Start of Excerpted text

GENEVA — The U.N. health agency is warning that more than 117 million children in more than three dozen countries could miss out on measles vaccines as countries suspend immunizations and other services to fight the coronavirus outbreak.
The World Health Organization says 24 countries have already postponed measles vaccination campaigns to avert further spread of Covid-19 disease, and another 13 are expected to do so by the end of the year.
"If the difficult choice to pause vaccination is made due to the spread of Covid-19, we urge leaders to intensify efforts to track unvaccinated children, so that the most vulnerable populations can be provided with measles vaccines as soon as it becomes possible to do so," WHO said in a statement Tuesday.
WHO and partners say they support a "pause of mass campaigns" in their measles and rubella initiative to protect communities and health workers, but "this should not mean that children permanently miss out.”
86 Virus Infections at a Single Russian Elderly Home
MOSCOW — Russian officials say that scores of patients at a nursing home in western Russia have been infected with the new coronavirus.
The city of Vyazma 130 miles west of Moscow has been shut after contagion was found over the weekend in the local home for the elderly. Officials said one of the medics there has tested positive for Covid-19 and 86 patients have been infected.
Russia has registered 21,102 coronavirus cases and 170 deaths as of Tuesday. Russian President Vladimir Putin has ordered most Russians to stay off work until the end of April as part of a partial economic shutdown to stymie the spread of the coronavirus.
On Monday, Putin ordered officials to prepare for "any possible scenarios, including the most difficult and extraordinary." He warned regional governors that they would face charges of criminal negligence if they fail to mobilize all available resources to combat the outbreak.
Austria and Poland Cautiously Reopen
BERLIN — Austria is beginning to relax its strict coronavirus lockdown measures by allowing small retailers and do-it-yourself and gardening supply stores to reopen Tuesday.
All customers will be required to wear mouth and nose covers that help reduce the risk of infection for others, and keep a distance of at least 1 meter from each other. There will also be a limit on the number of people allowed into stores.

End of Excerpted text
Start of Provided information

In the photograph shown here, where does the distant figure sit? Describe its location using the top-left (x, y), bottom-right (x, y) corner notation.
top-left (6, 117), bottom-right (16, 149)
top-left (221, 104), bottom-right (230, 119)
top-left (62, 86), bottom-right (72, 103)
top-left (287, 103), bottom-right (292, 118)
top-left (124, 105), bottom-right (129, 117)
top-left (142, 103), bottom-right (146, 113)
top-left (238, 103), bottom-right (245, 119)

End of Provided information

◆ Tasks:
1. From the coronavirus news text, return the passage between "On Monday, Putin" and "combat the outbreak.", inclusive.
2. Please list every city named in the coronavirus news text.

◆ Answers to the exercises:
1.
On Monday, Putin ordered officials to prepare for "any possible scenarios, including the most difficult and extraordinary." He warned regional governors that they would face charges of criminal negligence if they fail to mobilize all available resources to combat the outbreak.

2.
Geneva
Moscow
Vyazma
Berlin